▶ [EXERCISE DATA]
= = = = = = =

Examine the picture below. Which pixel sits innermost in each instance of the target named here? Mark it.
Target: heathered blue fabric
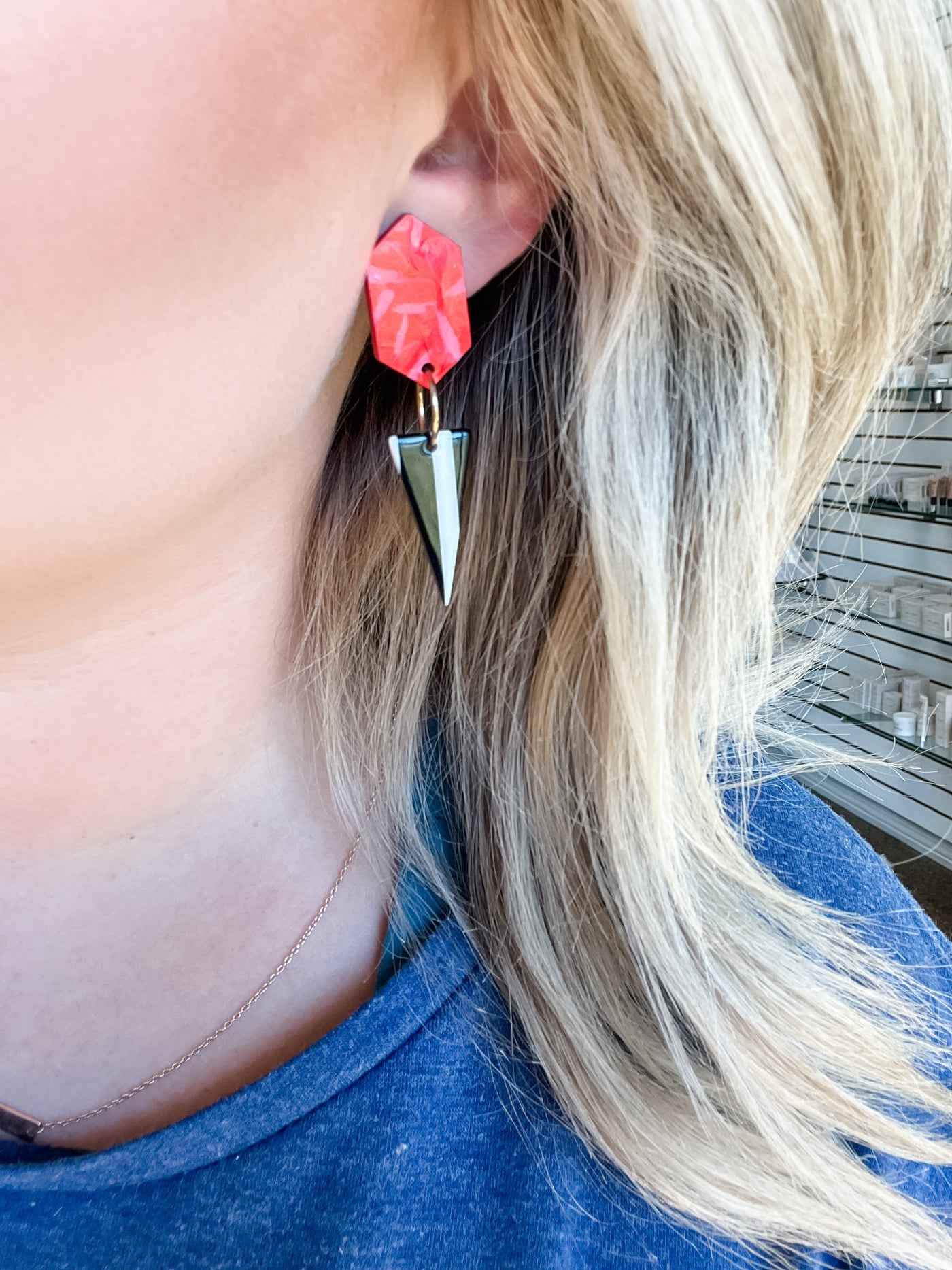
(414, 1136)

= = = = = = =

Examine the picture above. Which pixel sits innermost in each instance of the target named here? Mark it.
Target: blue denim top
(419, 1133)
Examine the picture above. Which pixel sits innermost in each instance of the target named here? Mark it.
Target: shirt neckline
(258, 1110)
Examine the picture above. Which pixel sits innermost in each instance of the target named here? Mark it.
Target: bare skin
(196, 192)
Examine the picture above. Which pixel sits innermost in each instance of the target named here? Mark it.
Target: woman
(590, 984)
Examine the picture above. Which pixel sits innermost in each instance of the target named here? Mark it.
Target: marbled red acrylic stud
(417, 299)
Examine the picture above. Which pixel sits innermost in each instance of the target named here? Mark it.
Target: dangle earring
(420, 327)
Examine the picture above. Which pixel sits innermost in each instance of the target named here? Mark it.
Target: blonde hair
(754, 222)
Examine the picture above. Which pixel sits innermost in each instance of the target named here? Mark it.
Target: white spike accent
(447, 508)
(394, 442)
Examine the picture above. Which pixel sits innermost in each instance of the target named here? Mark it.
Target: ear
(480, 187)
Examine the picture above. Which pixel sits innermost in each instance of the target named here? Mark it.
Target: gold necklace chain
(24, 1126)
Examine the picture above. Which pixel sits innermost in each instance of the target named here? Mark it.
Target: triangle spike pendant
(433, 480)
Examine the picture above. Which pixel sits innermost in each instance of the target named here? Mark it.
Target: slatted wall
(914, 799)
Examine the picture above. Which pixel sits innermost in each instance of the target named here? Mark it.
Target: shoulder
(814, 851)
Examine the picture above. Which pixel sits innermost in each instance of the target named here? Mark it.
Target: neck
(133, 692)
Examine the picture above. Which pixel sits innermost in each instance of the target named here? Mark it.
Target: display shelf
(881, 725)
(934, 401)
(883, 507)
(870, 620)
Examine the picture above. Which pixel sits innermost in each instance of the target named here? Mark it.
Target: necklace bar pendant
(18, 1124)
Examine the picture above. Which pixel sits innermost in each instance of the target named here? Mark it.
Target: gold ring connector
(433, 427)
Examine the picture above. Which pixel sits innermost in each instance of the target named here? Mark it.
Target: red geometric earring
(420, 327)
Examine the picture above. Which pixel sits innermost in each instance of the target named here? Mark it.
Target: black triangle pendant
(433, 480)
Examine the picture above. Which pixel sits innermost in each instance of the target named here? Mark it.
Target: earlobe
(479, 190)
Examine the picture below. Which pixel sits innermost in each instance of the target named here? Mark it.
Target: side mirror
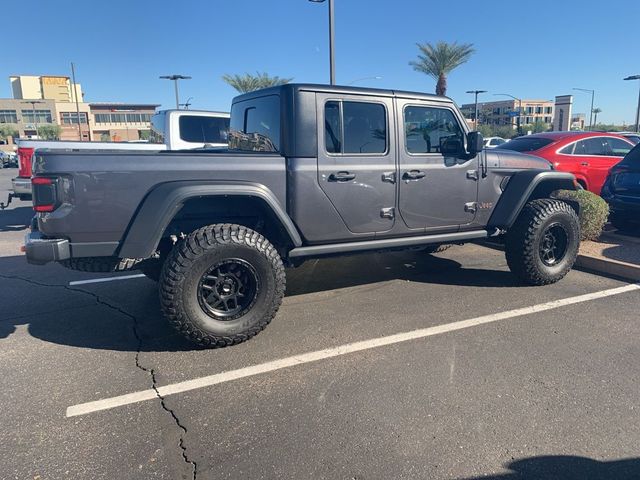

= = = = = = =

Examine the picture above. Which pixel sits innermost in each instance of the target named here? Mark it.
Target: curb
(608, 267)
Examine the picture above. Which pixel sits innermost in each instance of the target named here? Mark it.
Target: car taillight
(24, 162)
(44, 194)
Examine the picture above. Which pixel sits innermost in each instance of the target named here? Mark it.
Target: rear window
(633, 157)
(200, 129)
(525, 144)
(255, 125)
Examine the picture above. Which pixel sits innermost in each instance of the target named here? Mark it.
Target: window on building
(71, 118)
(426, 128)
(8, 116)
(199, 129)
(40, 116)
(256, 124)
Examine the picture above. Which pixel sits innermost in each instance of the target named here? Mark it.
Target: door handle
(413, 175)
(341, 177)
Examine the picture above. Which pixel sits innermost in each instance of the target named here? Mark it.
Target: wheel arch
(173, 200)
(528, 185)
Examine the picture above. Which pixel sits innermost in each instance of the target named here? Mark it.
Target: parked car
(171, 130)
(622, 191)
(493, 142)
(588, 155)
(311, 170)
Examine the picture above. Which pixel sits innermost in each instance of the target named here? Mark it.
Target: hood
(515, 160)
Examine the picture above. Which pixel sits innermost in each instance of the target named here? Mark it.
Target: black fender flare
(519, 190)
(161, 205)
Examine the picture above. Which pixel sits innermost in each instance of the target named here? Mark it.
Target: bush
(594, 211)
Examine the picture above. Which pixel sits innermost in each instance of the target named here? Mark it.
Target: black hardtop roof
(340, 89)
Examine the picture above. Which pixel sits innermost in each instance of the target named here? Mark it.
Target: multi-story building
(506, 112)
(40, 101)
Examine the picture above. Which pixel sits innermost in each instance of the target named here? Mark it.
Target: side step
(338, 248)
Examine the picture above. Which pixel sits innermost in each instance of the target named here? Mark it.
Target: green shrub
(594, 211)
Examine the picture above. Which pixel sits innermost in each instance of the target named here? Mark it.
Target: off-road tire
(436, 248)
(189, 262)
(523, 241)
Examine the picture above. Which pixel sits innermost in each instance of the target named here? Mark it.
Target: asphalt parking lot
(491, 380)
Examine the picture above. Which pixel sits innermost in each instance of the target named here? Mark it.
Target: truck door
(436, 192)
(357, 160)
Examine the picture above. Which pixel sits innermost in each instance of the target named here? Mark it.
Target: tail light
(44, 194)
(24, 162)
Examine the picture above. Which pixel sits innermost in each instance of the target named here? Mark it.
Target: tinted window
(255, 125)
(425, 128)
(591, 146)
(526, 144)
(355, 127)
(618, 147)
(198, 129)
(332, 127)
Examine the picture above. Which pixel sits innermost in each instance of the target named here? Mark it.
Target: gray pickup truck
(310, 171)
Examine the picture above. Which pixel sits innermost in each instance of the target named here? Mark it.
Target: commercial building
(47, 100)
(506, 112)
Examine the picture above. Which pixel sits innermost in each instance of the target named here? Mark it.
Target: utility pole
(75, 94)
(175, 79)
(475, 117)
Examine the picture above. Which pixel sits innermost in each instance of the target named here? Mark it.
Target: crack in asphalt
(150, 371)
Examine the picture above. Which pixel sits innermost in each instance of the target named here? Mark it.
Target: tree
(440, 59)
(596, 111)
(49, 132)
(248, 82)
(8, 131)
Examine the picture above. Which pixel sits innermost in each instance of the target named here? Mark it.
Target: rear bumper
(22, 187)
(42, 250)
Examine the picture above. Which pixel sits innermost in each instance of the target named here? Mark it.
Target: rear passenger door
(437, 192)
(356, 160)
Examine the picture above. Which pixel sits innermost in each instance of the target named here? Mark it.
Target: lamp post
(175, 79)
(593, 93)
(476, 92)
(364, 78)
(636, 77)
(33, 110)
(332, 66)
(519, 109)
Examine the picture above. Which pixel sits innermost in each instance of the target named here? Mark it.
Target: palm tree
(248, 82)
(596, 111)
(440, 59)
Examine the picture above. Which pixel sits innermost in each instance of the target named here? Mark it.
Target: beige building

= = = = = = =

▶ [PROBLEM DETAILS] Lines to set down from above: the line with "Target: red geometric earring", the line with "Target: side mirror", and every line between, each exactly as written.

▶ [WRITTEN SOLUTION]
Target: red geometric earring
(420, 327)
Examine the picture above. Which pixel sits innermost in each instance of the target named here? Mark it.
Target: black triangle pendant
(433, 480)
Examine the picture above. Which pixel sits innermost in each instance of the target named here? Mark it.
Target: earlobe
(479, 190)
Examine the picture below. Which pixel sits innermost in each instance of the target named here? Mark it.
Target: side mirror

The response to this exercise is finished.